→ The problem:
Recast the records below as a Markdown table with two columns, Row and Line. Each nonblank line of the records gets its own row, numbered in order.

→ Material for this exercise:
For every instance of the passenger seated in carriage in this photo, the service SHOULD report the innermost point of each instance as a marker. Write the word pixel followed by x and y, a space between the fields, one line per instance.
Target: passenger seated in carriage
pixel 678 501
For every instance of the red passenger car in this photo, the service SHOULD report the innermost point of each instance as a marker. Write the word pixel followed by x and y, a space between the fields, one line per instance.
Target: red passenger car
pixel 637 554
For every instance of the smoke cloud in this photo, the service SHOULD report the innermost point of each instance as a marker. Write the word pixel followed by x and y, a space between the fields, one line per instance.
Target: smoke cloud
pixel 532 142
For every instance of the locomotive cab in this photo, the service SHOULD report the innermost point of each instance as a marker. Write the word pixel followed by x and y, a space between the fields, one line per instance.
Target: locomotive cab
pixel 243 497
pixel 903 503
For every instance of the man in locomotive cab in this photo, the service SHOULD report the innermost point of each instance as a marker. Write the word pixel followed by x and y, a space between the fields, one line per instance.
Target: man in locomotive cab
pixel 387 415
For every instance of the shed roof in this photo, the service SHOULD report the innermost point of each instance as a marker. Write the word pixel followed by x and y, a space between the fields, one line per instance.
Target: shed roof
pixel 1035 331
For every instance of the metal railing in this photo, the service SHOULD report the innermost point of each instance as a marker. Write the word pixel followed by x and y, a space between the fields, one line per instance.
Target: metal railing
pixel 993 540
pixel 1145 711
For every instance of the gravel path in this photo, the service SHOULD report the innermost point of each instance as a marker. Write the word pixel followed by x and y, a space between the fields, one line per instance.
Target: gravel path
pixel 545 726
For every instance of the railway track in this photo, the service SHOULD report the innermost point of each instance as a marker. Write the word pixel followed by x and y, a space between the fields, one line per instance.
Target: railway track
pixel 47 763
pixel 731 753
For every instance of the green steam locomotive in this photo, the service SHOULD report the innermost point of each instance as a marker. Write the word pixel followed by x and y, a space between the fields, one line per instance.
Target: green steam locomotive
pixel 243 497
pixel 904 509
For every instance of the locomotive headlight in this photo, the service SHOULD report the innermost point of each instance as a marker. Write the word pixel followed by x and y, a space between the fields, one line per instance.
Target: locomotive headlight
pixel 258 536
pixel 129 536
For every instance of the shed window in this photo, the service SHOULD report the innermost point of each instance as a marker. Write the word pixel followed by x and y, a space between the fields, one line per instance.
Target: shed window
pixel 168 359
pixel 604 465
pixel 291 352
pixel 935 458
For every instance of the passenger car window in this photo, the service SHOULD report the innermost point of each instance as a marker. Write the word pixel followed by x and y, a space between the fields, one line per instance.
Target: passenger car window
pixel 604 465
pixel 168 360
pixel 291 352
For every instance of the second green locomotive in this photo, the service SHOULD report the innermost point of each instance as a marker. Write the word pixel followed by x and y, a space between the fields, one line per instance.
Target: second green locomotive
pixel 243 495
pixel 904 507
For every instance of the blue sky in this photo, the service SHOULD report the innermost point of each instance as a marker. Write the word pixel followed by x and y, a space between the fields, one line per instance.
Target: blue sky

→ Exercise result:
| Row | Line |
|---|---|
| 1 | For every instance of the passenger seated in carriage in this photo, the service SHOULD report the innermost point of each instance as a marker. Write the word pixel followed by x and y, a space between the fields, one line per instance. |
| 2 | Target: passenger seated in carriage |
| 3 | pixel 678 501 |
| 4 | For every instance of the red passenger car in this photo, the service SHOULD report the innermost point of each instance as a marker. Write the word pixel followed by x and y, a space between the fields, one line per instance. |
| 5 | Target: red passenger car |
| 6 | pixel 637 554 |
| 7 | For every instance of the smoke cloud in this photo, the service SHOULD report the innermost point of each instance as a marker. Write the word pixel followed by x and y, a space between the fields, one line per instance. |
| 8 | Target: smoke cloud |
| 9 | pixel 532 142 |
| 10 | For every instance of the locomotive cab in this photo, the service SHOULD report the innermost point of each instance as a marker. Write the word pixel followed by x and y, a space between the fields, one line per instance. |
| 11 | Target: locomotive cab |
| 12 | pixel 243 497 |
| 13 | pixel 903 503 |
| 14 | For every instance of the man in locomotive cab in this photo, the service SHOULD report the innermost point of each instance as a marker. Write the word pixel followed by x and y, a space between the fields, one line per instance. |
| 15 | Target: man in locomotive cab |
| 16 | pixel 387 415 |
| 17 | For every instance of the shed roof in this photo, the service SHOULD report the innermost point of each instance as a marker. Write the word pixel followed by x and y, a space between the fields, one line per instance. |
| 18 | Target: shed roof |
| 19 | pixel 1035 331 |
| 20 | For every instance of the metal railing in this photo, the service SHOULD report the innermost point of each instance as a marker. Write the word pixel followed by x and y, a space between the fields, one line per instance. |
| 21 | Target: metal railing |
| 22 | pixel 993 540 |
| 23 | pixel 1145 711 |
| 24 | For every instance of the gravel path in this photo, the service SHOULD report the innermost point of each instance as a marker. Write the word pixel followed by x and y, a space between the fields, one line per instance. |
| 25 | Target: gravel path |
| 26 | pixel 545 726 |
| 27 | For every instance of the railway track in this photo, the service SHOULD report the innermost point of each instance as a marker. Write the word pixel followed by x and y, a space between the fields, one line per instance. |
| 28 | Target: railway track |
| 29 | pixel 47 763 |
| 30 | pixel 731 753 |
| 31 | For every instance of the green steam locomotive in this photo, the service SHOULD report the innermost point of each instance as a marker. Write the word pixel followed by x and y, a space between the fields, one line per instance. |
| 32 | Target: green steam locomotive |
| 33 | pixel 243 497 |
| 34 | pixel 904 509 |
| 35 | For every instance of the locomotive headlight in this photo, the service SHOULD report the innermost point of each instance as a marker. Write the word pixel followed by x and y, a space between the fields, one line per instance. |
| 36 | Target: locomotive headlight |
| 37 | pixel 258 536 |
| 38 | pixel 129 536 |
| 39 | For every instance of the shed window in this photo, the service SHOULD report the innermost point of each instance as a marker. Write the word pixel followed by x and y, a space between the fields, one line per instance. |
| 40 | Target: shed window |
| 41 | pixel 168 359 |
| 42 | pixel 604 465 |
| 43 | pixel 291 352 |
| 44 | pixel 935 458 |
| 45 | For every instance of the passenger car window in this photo, the service SHOULD report the innermost point of each instance as a marker. Write the word pixel followed by x and y, a space between the fields, one line per instance. |
| 46 | Target: passenger car window |
| 47 | pixel 604 465 |
| 48 | pixel 168 360 |
| 49 | pixel 291 352 |
| 50 | For every instance of the second green locomotive in this photo, the service SHOULD report the innermost point of each instance as a marker. Write the word pixel followed by x and y, a space between the fields, one line per instance. |
| 51 | Target: second green locomotive |
| 52 | pixel 243 495 |
| 53 | pixel 904 507 |
| 54 | For every instance of the blue sky in this photo, the service SHOULD report the innermost point of each instance as a marker. Write the word pixel followed by x and y, a space between the fields, one line per instance. |
| 55 | Target: blue sky |